• What to do:
Format the lines between the one containing "indicate the stone church" and the one containing "column 290, row 324", inclusive, as a numbered list, omitting any blank lines.

— START Raw records —

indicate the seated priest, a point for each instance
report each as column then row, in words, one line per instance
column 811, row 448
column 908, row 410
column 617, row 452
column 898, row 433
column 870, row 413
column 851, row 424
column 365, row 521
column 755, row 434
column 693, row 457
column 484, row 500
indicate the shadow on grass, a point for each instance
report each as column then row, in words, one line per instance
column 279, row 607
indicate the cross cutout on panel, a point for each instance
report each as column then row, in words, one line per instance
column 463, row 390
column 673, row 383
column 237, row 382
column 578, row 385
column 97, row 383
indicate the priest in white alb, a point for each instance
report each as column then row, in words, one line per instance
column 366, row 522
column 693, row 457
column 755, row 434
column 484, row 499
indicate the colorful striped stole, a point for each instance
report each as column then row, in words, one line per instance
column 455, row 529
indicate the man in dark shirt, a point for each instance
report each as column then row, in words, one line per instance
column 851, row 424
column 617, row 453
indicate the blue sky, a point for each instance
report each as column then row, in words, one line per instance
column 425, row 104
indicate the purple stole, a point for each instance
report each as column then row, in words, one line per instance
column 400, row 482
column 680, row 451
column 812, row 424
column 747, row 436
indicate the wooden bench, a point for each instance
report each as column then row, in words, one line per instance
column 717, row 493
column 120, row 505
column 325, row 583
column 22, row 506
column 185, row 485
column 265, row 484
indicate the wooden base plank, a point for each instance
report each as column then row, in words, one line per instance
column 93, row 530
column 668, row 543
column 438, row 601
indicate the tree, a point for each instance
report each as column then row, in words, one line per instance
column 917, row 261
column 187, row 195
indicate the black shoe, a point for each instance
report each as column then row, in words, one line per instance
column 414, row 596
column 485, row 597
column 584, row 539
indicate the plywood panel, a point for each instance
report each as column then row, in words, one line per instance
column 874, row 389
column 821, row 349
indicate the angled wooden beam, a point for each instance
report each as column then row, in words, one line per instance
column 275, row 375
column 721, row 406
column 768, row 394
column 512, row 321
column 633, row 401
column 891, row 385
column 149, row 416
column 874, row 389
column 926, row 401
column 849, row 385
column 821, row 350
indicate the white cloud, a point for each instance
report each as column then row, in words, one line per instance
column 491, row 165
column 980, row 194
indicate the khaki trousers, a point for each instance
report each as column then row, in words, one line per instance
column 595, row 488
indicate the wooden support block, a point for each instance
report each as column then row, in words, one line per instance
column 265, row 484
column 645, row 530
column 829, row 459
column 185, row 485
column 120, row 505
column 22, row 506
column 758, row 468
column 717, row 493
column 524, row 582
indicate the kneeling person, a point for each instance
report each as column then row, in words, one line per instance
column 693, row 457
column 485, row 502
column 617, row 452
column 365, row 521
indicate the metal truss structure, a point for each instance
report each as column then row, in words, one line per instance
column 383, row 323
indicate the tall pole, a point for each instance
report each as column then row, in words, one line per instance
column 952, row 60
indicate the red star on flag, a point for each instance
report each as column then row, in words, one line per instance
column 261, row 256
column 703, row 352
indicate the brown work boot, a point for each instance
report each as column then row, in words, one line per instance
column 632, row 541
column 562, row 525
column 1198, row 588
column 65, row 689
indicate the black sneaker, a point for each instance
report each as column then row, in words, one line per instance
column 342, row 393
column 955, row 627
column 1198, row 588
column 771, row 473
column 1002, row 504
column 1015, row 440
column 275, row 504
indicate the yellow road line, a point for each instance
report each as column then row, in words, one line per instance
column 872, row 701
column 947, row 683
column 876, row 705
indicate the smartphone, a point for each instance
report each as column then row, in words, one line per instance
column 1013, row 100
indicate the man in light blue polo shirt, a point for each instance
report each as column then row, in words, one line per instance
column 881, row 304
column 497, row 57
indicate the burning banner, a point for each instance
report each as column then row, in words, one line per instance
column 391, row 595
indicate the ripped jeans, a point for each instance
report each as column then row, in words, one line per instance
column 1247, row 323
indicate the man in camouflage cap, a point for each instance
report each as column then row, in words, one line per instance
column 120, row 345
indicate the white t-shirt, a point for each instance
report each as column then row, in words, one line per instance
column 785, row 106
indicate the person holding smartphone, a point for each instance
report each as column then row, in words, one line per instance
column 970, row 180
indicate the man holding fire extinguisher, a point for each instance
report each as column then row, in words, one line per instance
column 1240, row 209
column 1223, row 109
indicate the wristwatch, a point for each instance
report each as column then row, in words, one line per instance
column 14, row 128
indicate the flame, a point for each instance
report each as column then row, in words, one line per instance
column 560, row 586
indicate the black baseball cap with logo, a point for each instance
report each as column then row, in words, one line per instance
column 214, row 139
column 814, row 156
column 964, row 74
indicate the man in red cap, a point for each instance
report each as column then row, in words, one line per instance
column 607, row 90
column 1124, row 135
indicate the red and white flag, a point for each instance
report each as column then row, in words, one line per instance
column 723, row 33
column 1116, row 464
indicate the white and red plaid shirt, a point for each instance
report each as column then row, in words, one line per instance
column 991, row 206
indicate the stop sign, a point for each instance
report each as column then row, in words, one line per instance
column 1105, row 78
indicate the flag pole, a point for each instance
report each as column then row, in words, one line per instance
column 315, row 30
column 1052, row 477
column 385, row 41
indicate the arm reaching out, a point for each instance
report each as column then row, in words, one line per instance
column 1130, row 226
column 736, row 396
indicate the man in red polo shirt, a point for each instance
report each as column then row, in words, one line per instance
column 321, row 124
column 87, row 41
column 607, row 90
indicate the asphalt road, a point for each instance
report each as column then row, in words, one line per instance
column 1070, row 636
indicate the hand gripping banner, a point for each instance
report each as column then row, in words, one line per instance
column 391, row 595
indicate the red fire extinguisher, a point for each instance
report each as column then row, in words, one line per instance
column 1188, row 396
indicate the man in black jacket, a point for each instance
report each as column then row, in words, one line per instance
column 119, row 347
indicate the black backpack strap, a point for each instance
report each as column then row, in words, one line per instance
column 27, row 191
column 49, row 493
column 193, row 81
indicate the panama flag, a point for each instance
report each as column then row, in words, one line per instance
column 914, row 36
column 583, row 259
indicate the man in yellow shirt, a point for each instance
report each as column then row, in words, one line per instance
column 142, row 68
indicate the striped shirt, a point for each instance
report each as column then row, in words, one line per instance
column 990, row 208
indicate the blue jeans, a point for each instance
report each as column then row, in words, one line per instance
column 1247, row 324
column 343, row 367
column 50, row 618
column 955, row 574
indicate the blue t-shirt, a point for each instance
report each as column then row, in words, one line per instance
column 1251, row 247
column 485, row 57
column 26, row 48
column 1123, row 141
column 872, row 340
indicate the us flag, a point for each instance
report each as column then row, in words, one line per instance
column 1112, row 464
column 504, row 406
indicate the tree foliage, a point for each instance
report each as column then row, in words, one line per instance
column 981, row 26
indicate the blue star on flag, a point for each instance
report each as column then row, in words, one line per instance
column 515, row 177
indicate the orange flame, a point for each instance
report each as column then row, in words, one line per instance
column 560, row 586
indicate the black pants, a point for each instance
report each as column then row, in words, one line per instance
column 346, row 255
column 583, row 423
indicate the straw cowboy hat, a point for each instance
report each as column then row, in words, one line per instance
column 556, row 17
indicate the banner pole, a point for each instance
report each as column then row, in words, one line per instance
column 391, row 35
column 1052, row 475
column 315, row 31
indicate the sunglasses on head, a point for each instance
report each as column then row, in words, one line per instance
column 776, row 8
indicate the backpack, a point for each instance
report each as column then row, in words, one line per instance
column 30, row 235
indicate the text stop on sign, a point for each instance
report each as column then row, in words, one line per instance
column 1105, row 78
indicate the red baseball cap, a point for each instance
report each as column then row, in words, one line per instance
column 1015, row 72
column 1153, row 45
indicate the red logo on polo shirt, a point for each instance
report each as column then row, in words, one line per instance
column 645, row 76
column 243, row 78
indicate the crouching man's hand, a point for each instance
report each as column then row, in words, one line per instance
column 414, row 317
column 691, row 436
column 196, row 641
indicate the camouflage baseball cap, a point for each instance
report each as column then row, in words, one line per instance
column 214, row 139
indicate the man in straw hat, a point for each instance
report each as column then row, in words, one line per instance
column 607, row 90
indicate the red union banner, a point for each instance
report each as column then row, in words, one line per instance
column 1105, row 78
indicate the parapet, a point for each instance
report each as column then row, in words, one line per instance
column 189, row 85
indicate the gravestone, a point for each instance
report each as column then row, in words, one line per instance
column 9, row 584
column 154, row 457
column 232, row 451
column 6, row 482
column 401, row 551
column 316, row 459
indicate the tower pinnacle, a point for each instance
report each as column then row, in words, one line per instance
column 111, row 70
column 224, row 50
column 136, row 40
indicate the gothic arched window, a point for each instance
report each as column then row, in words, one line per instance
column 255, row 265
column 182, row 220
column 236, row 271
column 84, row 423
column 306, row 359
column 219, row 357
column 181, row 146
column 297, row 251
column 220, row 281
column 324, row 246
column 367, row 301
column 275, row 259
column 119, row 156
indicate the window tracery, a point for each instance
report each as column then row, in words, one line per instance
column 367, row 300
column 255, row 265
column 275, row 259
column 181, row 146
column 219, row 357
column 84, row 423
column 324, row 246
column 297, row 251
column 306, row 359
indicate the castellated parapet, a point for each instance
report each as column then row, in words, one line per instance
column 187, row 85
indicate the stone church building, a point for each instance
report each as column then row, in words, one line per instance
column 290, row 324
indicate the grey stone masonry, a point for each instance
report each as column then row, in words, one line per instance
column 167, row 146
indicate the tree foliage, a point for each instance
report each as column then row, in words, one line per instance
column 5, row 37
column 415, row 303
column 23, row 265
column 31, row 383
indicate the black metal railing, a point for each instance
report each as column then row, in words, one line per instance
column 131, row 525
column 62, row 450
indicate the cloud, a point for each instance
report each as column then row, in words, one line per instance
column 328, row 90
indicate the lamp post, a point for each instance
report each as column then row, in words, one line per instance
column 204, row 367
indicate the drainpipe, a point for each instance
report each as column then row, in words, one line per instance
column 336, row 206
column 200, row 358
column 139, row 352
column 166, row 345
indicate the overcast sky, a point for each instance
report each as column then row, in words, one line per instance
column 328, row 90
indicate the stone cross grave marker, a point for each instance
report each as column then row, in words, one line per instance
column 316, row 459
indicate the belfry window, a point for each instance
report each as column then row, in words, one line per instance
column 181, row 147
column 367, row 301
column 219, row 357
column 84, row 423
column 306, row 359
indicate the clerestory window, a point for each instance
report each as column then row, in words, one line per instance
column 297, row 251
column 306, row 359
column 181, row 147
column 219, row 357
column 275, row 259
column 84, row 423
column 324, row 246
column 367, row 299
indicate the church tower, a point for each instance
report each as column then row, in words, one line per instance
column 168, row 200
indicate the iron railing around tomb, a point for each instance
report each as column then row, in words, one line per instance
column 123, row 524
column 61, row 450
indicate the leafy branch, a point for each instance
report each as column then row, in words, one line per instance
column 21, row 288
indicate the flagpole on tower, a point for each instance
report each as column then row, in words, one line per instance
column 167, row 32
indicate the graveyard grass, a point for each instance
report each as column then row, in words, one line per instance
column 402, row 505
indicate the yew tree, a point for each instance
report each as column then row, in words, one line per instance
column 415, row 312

— END Raw records —

• Answer for the task:
1. indicate the stone church building, a point for each instance
2. report each as column then row, in words, one line per instance
3. column 290, row 324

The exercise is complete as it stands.